**TASK ITEM:** Output only the lines from the start of the entries through the line holding "137, row 663". Each line must match the original exactly.

Stored entries:
──────────
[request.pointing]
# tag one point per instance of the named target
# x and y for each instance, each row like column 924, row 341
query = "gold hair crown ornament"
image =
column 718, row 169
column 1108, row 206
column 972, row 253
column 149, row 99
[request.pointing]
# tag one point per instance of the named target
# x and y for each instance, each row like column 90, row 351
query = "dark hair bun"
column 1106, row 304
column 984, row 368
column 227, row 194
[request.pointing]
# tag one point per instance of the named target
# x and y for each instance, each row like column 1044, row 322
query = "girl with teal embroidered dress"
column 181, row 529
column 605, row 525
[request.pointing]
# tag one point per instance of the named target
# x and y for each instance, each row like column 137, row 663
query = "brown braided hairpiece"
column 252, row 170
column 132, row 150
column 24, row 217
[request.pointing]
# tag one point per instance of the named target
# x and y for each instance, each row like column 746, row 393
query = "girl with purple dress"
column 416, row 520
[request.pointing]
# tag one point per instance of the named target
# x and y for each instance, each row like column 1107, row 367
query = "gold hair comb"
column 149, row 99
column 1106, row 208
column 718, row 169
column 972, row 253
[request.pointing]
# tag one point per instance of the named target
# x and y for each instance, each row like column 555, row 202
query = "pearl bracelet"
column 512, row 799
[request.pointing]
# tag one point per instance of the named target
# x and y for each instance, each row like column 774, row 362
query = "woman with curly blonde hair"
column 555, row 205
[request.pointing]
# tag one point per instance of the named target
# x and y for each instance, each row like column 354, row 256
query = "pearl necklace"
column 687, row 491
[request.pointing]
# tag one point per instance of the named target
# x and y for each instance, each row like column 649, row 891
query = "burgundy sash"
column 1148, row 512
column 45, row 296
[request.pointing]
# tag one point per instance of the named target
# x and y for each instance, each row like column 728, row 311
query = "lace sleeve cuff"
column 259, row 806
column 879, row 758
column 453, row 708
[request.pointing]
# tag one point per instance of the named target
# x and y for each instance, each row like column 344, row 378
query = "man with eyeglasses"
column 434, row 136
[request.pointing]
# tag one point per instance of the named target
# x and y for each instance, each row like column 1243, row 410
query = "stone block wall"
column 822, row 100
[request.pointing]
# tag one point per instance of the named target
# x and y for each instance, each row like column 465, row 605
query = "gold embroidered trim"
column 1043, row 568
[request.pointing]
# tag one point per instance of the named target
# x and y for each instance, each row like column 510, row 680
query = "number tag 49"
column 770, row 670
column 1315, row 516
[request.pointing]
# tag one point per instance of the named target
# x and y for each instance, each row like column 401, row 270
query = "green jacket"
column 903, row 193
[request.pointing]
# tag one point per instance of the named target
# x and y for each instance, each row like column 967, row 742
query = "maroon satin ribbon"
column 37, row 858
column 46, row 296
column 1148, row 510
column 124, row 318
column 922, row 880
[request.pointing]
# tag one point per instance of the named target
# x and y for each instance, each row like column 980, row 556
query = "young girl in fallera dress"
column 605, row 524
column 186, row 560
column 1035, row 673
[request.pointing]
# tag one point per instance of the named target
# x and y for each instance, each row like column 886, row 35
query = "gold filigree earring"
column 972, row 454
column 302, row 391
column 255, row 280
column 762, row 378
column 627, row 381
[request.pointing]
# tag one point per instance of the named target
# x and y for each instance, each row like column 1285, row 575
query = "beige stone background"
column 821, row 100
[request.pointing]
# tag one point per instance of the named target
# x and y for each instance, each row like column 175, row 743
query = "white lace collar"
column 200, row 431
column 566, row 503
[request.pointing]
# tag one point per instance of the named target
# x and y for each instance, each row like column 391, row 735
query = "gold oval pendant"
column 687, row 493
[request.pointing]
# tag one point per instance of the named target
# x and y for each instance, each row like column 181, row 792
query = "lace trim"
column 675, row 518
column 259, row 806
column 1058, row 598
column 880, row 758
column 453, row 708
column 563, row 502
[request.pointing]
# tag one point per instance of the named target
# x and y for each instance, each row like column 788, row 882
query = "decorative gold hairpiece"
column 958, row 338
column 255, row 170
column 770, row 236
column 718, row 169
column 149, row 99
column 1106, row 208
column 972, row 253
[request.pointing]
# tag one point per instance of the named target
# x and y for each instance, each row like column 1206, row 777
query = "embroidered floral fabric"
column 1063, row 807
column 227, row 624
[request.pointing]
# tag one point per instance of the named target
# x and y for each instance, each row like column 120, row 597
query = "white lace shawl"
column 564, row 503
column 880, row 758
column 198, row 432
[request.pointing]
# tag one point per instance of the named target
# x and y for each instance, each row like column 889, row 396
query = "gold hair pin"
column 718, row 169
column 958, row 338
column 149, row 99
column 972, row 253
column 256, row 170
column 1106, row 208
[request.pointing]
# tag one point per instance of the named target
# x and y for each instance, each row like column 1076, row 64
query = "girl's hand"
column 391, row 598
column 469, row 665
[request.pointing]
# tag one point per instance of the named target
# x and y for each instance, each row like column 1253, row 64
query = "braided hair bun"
──────────
**RESPONSE TO THIS EXERCISE:**
[request.pointing]
# tag one point per instance of the named target
# x and y for each instance, each row like column 924, row 341
query = "gold hair crown ornament"
image =
column 718, row 169
column 1108, row 206
column 972, row 253
column 149, row 99
[request.pointing]
# tag one point per instance of the named target
# x and y for each instance, each row like column 90, row 351
query = "dark hair bun"
column 1106, row 304
column 984, row 368
column 227, row 194
[request.pointing]
# tag one point per instance of the named target
# x and y for each instance, each row like column 1044, row 322
query = "girl with teal embroidered dress"
column 181, row 529
column 605, row 525
[request.pointing]
# tag one point per instance of the named target
# x and y for each instance, each row like column 137, row 663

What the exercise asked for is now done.